• ЗАДАНИЯ:
a – Ответьте на вопросы по тексту о принцессе Алисе.
(i) Кому королева писала в апреле 1859 г.?
(ii) Кто называл принца Людвига «скучным» человеком?
(iii) Кто счел принца неподходящей парой для принцессы?
b – Определите, соответствует ли каждое утверждение тексту о принцессе Алисе. Ответьте «да» или «нет» и приведите решающие слова текста в точной цитате.
(i) Королева была в восторге от будущего зятя.
(ii) Королева учила детей, что выходить замуж можно просто ради брака.
(iii) Принцесса Алиса разделяла мнение лорда Кларендона о принце.
c – Подхватите текст о принцессе Алисе и продолжите его, начав сразу после последнего предложения.

━━━━━ ТЕКСТ ДЛЯ РАЗБОРА

В течение долгого времени королева убеждала Алису в том, что она не должна спешить выходить замуж, пока ее не заставят определенные обстоятельства. Она считала дочь самой милой, доброжелательной и отзывчивой из всех своих детей и даже представить себе не могла, как будет жить без нее. «Я не позволю ей выходить замуж, — писала она королю Леопольду в апреле 1859 г., — насколько хватит моих сил». Но потом принцесса познакомилась с принцем Людвигом, и все изменилось. Правда, лорд Кларендон считал принца «скучным» человеком, воспитанным в «скучной и неинтересной семье», в «скучной и неинтересной стране», однако принцесса Алиса придерживалась иного мнения, а королева была просто в восторге от будущего зятя. Для нее он был добрым, скромным и хорошо воспитанным молодым человеком, который слишком заметно краснел при одном, лишь упоминании имени своей будущей жены. Он показался ей «приятным, веселым, довольно остроумным и к тому же весьма любознательным человеком, который проявлял интерес к самым разнообразным вещам и был неплохим собеседником».
Правда, герцогиня Кембриджская сочла его неподходящей парой для прекрасной принцессы, но королева резонно заметила, что «самые подходящие браки» далеко не всегда оказываются самым счастливыми, а чаще всего вызывают со временем массу разочарований. Лучше тысячу раз подумать, считала она, чем опрометчиво выйти замуж, а потом горько сожалеть об этом. Она давно была уверена: ни в коем случае нельзя выходить замуж просто ради брака. Это правило она вдалбливала своим детям всю жизнь, а потом с такой же настойчивостью высказывала подобную точку зрения своим внукам.

━━━━━━━━━━
━━━━━ СПИСОК ДАННЫХ

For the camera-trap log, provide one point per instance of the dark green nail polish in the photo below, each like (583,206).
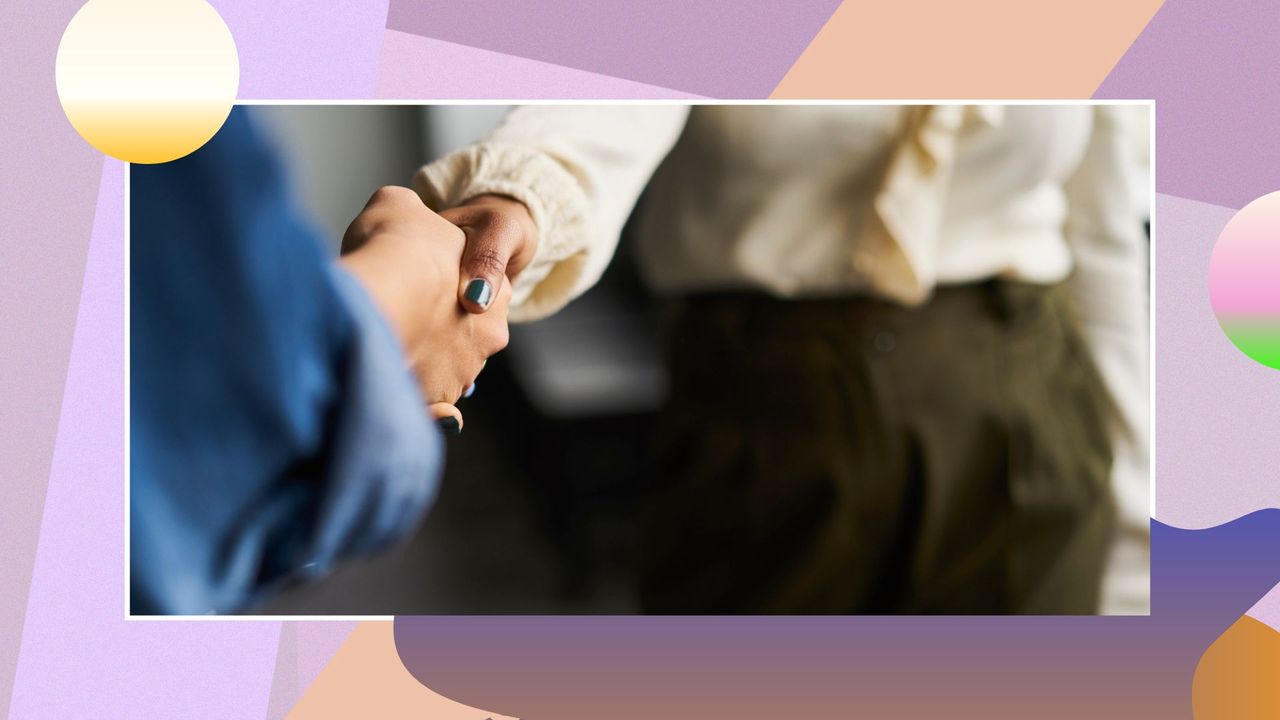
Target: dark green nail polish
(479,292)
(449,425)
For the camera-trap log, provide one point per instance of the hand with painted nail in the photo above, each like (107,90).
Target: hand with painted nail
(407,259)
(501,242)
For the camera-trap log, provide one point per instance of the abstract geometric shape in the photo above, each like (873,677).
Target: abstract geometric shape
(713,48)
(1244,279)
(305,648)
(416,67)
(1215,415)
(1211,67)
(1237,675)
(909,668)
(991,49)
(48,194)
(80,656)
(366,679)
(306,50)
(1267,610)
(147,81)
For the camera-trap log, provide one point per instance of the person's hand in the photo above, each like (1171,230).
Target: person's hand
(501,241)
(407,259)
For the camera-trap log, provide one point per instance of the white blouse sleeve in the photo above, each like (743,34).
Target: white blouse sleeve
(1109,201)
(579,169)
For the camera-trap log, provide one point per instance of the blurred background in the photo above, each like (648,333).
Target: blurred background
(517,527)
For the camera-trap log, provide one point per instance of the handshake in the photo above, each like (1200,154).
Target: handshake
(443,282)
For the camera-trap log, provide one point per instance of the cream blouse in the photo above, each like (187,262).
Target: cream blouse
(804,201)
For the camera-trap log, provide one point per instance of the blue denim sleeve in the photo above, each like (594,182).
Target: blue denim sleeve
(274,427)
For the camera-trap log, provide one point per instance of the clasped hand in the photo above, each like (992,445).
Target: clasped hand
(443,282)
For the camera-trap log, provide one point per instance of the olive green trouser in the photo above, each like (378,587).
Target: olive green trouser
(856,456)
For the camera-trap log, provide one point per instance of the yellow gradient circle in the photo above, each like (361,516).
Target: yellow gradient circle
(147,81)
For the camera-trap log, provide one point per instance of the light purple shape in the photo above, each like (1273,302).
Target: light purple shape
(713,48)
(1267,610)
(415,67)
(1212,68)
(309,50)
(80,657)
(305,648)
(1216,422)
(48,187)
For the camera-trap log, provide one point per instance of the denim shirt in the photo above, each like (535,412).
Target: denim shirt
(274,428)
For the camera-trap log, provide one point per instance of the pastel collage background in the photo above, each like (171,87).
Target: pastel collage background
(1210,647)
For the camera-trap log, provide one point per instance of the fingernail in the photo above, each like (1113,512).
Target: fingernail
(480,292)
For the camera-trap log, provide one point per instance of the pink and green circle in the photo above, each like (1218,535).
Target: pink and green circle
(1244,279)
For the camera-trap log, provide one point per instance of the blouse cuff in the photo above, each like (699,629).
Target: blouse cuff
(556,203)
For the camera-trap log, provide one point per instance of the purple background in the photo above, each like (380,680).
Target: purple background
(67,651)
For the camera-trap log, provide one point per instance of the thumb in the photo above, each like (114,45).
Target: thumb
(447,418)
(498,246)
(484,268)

━━━━━━━━━━

• ОТВЕТЫ К ЗАДАНИЯМ:
a –
(i) Королю Леопольду.
(ii) Лорд Кларендон.
(iii) Герцогиня Кембриджская.

b –
(i) Да: «королева была просто в восторге от будущего зятя».
(ii) Нет: «ни в коем случае нельзя выходить замуж просто ради брака».
(iii) Нет: «однако принцесса Алиса придерживалась иного мнения».

c –
«Я очень хорошо знаю, — писала она Виктории, дочери принцессы Алисы, — что ты не хочешь вступать в брак ради самого брака. Я уверена, мое дорогое дитя, что ты никогда не пойдешь на это, а твоя мама просто сходит с ума от такой перспективы. Но это немецкий образ мыслей... Я уже говорила твоему дорогому папе, что ты еще слишком молода для этого и что твоя первейшая обязанность заключается в том, чтобы оставаться с ним и быть добропорядочной «хозяйкой дома», как это делают многие старшие дочери, когда Господь отнимает у них любимую мамочку».
Однако когда подошел день бракосочетания принцессы Алисы, королева не стала скрывать, что ужасно боится этого. Как и во время свадьбы принца Уэльского, она пряталась от посторонних глаз и утешалась в обществе своих четырех сыновей, которые постоянно окружали ее в Осборне. Однако 1 июля 1862 г. свадебная церемония все же вынудила ее показаться на людях. После свадьбы королева долго плакала, а потом написала письмо дочери, в котором пожаловалась на свою судьбу и еще раз выразила пожелание, чтобы она как можно чаще бывала в Англии. Тем более что, по ее мнению, в этом самом Дармштадте ей просто нечего делать, а со стороны Людвига и его семьи было просто непозволительным эгоизмом держать при себе принцессу Алису. Иначе говоря, она должна быть с матерью ровно столько, сколько позволят ей семейные обстоятельства. «Замужняя дочь, — писала она, — должна жить со мной, а не оглядываться по сторонам в поисках помощи и поддержки и изнывать от тоски по родительскому дому».